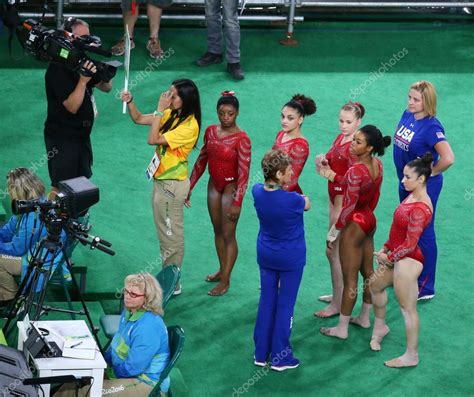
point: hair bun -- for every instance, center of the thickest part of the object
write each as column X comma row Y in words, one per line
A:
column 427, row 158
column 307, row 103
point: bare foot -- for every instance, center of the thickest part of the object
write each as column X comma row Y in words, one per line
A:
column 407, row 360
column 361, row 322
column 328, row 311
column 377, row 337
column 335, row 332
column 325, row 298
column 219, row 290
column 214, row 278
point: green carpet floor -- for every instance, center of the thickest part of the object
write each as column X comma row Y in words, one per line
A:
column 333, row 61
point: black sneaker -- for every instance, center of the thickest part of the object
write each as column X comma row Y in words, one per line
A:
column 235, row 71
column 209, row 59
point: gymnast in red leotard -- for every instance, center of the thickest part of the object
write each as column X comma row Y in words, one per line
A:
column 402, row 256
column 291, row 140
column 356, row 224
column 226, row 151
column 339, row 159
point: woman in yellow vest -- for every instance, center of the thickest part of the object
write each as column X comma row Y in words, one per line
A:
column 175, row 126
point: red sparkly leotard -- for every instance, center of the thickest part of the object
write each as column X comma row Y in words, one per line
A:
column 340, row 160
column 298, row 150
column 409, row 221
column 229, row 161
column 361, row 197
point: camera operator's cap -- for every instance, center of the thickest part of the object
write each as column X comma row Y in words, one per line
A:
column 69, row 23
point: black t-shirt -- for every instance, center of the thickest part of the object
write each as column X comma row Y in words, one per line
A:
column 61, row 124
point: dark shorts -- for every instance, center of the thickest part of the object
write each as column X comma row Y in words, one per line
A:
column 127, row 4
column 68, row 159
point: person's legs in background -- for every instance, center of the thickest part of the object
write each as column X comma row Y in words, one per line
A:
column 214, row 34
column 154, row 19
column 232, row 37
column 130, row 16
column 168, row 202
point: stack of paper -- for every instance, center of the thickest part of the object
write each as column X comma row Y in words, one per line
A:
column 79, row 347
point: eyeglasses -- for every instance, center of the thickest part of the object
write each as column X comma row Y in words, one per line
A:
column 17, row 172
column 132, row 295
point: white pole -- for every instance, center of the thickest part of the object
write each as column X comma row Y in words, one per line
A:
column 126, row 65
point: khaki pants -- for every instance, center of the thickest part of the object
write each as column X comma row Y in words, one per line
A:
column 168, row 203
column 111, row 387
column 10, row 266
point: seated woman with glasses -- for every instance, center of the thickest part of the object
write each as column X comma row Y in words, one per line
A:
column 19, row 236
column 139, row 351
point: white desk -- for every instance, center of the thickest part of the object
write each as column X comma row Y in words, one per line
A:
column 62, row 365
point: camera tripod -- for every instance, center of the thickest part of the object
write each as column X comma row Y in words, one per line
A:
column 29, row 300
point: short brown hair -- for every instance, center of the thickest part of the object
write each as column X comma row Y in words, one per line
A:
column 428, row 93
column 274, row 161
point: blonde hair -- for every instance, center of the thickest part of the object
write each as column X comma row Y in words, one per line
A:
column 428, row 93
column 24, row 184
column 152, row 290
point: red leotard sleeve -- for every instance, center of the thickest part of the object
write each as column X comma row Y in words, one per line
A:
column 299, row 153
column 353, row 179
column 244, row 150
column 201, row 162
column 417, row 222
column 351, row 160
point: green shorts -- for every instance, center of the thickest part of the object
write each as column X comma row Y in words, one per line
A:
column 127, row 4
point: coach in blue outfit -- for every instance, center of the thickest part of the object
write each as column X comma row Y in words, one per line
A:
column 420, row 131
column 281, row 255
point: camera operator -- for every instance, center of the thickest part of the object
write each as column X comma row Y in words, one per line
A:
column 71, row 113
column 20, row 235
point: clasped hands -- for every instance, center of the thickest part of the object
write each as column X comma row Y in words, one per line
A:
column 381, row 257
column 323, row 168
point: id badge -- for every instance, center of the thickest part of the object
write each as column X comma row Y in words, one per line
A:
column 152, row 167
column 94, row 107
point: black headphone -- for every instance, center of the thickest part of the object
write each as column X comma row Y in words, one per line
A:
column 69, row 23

* * *

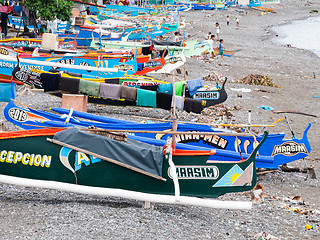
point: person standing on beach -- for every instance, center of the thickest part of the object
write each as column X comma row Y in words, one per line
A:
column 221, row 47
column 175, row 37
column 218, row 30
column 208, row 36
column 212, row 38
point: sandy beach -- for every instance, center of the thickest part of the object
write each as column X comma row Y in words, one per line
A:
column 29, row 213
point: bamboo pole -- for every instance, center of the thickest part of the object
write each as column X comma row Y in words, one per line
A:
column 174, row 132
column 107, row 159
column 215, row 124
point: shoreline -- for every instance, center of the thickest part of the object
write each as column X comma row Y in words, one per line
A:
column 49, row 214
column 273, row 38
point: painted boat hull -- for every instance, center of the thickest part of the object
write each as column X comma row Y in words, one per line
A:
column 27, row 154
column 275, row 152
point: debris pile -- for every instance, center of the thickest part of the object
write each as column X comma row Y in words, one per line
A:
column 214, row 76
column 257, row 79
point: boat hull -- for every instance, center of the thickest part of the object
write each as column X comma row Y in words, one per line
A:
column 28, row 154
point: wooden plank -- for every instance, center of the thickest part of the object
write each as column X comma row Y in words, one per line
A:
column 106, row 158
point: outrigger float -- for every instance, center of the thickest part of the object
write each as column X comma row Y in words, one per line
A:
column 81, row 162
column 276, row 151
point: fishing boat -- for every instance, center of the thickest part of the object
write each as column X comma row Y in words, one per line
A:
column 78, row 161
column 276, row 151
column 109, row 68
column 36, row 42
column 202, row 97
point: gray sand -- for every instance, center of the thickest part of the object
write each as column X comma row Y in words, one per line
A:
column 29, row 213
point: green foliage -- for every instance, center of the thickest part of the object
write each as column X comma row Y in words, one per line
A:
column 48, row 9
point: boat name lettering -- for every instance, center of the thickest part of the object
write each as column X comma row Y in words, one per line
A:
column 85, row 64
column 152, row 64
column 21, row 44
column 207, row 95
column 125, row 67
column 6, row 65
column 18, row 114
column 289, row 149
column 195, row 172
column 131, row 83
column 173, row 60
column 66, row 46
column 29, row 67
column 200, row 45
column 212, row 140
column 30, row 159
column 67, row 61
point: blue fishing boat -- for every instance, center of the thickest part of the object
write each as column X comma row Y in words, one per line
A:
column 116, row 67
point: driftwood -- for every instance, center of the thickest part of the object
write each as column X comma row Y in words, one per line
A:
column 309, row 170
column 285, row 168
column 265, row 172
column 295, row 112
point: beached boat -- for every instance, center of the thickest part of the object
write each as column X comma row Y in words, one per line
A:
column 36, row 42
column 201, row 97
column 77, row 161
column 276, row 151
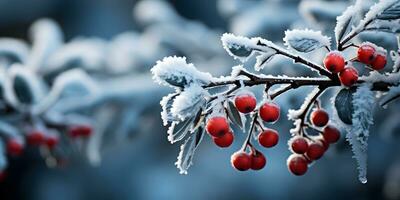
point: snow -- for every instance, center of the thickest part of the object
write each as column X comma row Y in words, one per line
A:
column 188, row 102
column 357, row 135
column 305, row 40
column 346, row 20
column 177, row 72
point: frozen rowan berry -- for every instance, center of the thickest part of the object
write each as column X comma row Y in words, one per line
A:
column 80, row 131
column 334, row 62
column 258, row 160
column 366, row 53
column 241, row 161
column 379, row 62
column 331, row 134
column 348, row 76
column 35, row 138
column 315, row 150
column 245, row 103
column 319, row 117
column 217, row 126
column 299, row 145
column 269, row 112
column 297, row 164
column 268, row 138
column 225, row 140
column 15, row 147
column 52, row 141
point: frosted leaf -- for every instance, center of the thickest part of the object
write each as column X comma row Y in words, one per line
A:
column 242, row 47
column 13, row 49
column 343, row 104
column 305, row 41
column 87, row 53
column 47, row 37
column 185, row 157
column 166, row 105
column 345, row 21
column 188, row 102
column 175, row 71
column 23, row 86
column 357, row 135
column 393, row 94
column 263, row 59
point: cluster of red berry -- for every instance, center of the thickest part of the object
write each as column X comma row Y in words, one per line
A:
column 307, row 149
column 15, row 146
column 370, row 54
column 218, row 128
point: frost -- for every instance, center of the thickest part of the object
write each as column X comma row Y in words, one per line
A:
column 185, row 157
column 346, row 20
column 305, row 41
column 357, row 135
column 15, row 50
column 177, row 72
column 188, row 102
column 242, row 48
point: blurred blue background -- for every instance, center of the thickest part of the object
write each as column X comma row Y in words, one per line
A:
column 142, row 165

Exercise:
Check each line of the records for the word "green", and show the lines that contain it.

Result for this task:
point: green carpet floor -- for every instance, center of the thickest part of the object
point: green shorts -- for every instance, center of the thickest part of the object
point: green foliage -- for every instance, center of the thickest part of the object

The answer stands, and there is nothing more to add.